### GIVEN INSTRUCTION:
Here are some records; quote them exactly, leaving out the pictures.

start DATA TO PROCESS

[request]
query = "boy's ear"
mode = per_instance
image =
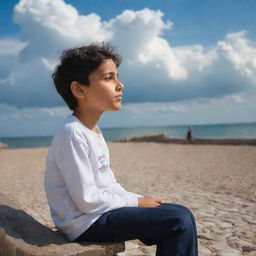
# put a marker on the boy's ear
(77, 89)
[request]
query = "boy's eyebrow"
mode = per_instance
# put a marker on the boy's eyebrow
(110, 73)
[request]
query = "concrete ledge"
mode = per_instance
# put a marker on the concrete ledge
(21, 235)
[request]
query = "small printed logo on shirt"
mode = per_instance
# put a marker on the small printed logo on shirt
(102, 162)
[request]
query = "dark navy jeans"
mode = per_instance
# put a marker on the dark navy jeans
(169, 226)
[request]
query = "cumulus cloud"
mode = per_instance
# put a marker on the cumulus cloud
(153, 70)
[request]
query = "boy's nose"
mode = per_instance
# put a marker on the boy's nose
(120, 85)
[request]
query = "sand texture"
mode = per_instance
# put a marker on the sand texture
(218, 183)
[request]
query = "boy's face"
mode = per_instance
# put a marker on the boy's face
(105, 90)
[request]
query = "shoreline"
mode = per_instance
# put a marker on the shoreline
(158, 138)
(164, 138)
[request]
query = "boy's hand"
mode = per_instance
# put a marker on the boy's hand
(149, 202)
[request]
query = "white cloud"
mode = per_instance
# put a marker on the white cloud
(153, 70)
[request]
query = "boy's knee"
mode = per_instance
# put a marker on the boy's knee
(182, 216)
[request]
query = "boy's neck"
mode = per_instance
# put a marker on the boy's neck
(88, 119)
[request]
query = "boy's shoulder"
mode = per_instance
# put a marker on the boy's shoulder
(71, 129)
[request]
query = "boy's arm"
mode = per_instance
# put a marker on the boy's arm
(75, 167)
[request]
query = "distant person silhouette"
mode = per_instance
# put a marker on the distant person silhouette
(189, 133)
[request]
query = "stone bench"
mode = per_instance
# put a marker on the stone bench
(22, 235)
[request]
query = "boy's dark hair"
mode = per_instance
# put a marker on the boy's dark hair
(77, 64)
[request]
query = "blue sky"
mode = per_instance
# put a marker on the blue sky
(185, 62)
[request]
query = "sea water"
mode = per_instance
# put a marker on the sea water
(245, 130)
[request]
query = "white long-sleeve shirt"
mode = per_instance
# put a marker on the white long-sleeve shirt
(79, 183)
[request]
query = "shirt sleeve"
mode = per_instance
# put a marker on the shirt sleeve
(72, 158)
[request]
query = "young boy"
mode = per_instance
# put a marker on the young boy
(85, 200)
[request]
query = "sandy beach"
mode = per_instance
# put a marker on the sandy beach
(217, 182)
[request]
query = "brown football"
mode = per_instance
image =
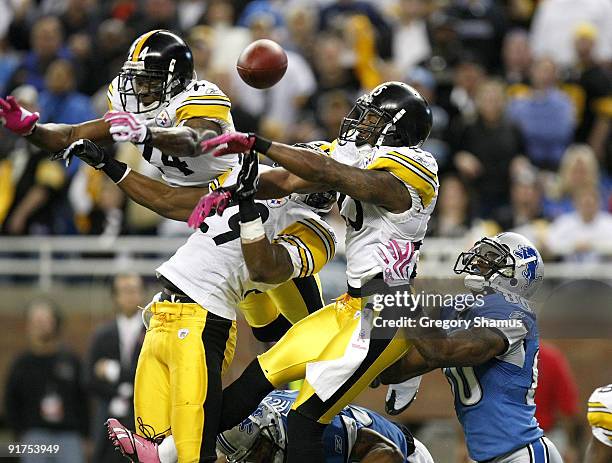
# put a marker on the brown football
(262, 64)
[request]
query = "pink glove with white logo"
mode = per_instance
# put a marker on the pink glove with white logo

end DATA TO PROCESS

### RESULT FOR THIS TASK:
[request]
query = "boy's ear"
mode = per_instance
image =
# put a marker on the boy's ear
(77, 89)
[request]
query = "boy's eyebrow"
mode = per_instance
# put a marker on the boy's eyebrow
(110, 73)
[request]
query = "concrete ledge"
mode = per_instance
# put a marker on the concrete ledge
(21, 235)
[request]
query = "small printed logo on shirt"
mode = per_instance
# put a marker on the small printed logo on shirt
(102, 162)
[request]
query = "dark navy jeans"
mode = per_instance
# put a marker on the dark navy jeans
(169, 226)
[request]
query = "cumulus cloud"
mode = per_instance
# put a marker on the cumulus cloud
(153, 70)
[request]
query = "boy's nose"
mode = per_instance
# put a marker on the boy's nose
(120, 85)
[request]
query = "sand texture"
mode = per_instance
# put a marker on the sand texture
(218, 183)
[request]
query = "boy's face"
mode = per_instance
# put a marker on the boy's face
(105, 90)
[request]
query = "shoreline"
mode = per_instance
# put a marker on the shoreline
(158, 138)
(164, 138)
[request]
query = "boy's hand"
mode = per_instance
# put a marker on the boy's hand
(149, 202)
[request]
query = "white cloud"
mode = per_instance
# put a marker on the white cloud
(153, 70)
[request]
query = "boy's knee"
mode = per_instance
# put a marker on the boy's knee
(182, 216)
[request]
query = "boy's neck"
mode = per_instance
# put a marker on the boy's neck
(88, 119)
[request]
query = "boy's shoulder"
mode = per_instance
# put a marker on the boy's shoulder
(71, 129)
[request]
query = "boy's arm"
mode = per_instance
# put a marker on the boy's arm
(75, 167)
[request]
query = "distant person silhouette"
mode = per_instance
# put a marker on the distant person silhouette
(189, 133)
[request]
query = "stone bench"
mode = per_instance
# put a marker on the stone bench
(22, 235)
[request]
query = "boy's dark hair"
mode = per_instance
# put a marker on the boy's dark hair
(77, 64)
[request]
query = "blue sky"
mode = per_instance
# put a marker on the blue sky
(185, 62)
[request]
query = "sea water"
mode = per_instance
# put a marker on the sea water
(245, 130)
[request]
query = "white long-sleeve shirt"
mode = per_instance
# put a marker on the white long-sleeve shirt
(79, 183)
[request]
query = "shirt sleeve"
mode = per_instance
# put a marker on the shirt sleeve
(72, 158)
[request]
query = "young boy"
mode = per_instance
# put a marker on the young boy
(85, 200)
[request]
query = "sandy beach"
mode = per_instance
# put a marker on the sandy beach
(217, 182)
[request]
query = "brown football"
mode = per_instance
image =
# put a marker on the brown football
(262, 64)
[request]
query = "pink glove with white logo"
mode = per_instance
# put a marker on the pink glove with white logo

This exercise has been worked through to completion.